_Provided passage_
*-*-*
A young and beautiful woman whose husband, although he loved her, was mortally ill, Sonia had lovers before and after her husband's death. The crucial question is: did she honour or exploit his memory? Crick says, "Sonia was very generous to her friends;less generous to George's friends. But she edited his collected essays, journalism and letters, with the help of Ian Angus, and did the job well, according to her lights, given that she got the shudders whenever she heard the word `political'.''

Kathleen Tynan - as magnetic to men as was her husband to women - reacted angrily to Kenneth's infidelities and eventually took a lover herself. After her husband's death, she had a number of companions: Daniel Topolski, the Oxford rowing coach, Barbet Schroeder, the German film director, and latterly, Thom Mount, the American film producer.

Nevertheless she devoted the last 14 years of her life to a highly- praised and objective biography of Tynan, published in 1987, and to editing his journalism (Profiles, 1989) and letters (1994). In so doing, she untangled their complex marriage as well as his complex life and character, a task which gave her great satisfaction. In the last two years she knew she had cancer. She finished her work three months before her own death, ensuring that Kenneth Tynan's reputation in so impermanent a medium as theatre criticism would last longer than he could ever have predicted. When it was done she said, "I have resigned from the Tynan industry".

Susan Crosland, whose husband Anthony died in 1977, is a different kind of literary widow. While her husband was Labour foreign secretary she was a journalist under her maiden name of Susan Barnes. After his death, she drew on her experiences accompanying him to international conferences and embassies abroad for the books she published as Susan Crosland.
*-*-*
Records excerpted from a collection:
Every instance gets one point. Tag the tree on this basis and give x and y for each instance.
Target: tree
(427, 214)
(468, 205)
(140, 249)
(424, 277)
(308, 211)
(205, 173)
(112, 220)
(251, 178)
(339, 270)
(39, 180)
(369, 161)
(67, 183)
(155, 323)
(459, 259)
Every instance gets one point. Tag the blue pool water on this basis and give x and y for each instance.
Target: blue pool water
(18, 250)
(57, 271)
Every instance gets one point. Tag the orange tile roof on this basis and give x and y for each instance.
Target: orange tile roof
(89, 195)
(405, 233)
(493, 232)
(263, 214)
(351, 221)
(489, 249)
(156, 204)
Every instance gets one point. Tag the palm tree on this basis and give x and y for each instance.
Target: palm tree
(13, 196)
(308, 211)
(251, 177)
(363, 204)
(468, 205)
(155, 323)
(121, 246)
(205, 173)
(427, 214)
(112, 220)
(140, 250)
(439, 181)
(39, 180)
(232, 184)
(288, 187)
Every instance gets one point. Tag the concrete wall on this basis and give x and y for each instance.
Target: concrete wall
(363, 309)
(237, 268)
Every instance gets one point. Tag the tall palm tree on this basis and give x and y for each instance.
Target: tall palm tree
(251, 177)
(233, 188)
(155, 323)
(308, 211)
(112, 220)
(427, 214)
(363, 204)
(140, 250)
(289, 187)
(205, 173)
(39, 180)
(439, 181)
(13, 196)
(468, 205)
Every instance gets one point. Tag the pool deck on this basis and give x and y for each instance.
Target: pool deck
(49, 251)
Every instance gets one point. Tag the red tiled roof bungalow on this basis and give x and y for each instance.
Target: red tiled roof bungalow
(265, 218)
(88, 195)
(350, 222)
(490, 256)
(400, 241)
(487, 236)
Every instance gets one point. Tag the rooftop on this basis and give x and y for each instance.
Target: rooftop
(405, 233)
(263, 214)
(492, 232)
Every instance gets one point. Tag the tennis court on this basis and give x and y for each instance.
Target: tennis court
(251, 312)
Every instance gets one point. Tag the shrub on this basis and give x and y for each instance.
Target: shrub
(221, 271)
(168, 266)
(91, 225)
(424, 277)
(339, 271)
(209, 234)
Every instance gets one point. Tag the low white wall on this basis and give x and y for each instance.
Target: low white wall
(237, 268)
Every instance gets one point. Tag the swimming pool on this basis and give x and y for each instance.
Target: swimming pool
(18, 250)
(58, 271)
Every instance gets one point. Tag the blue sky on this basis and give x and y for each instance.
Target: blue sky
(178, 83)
*-*-*
_Check your understanding_
1. Answer these questions from the passage on literary widows:
(a) According to Crick, with whose help did Sonia edit George's collected essays, journalism and letters?
(b) In what year was Kathleen Tynan's biography of Tynan published?
(c) Under what maiden name did Susan Crosland work as a journalist?
2. Please rewrite the passage on literary widows starting with "Susan Crosland, whose" and going on through "as Susan Crosland.", putting "summit meetings" in place of "international conferences".

_Exercise solutions_
1.
(a) Ian Angus
(b) 1987
(c) Susan Barnes

2.
Susan Crosland, whose husband Anthony died in 1977, is a different kind of literary widow. While her husband was Labour foreign secretary she was a journalist under her maiden name of Susan Barnes. After his death, she drew on her experiences accompanying him to summit meetings and embassies abroad for the books she published as Susan Crosland.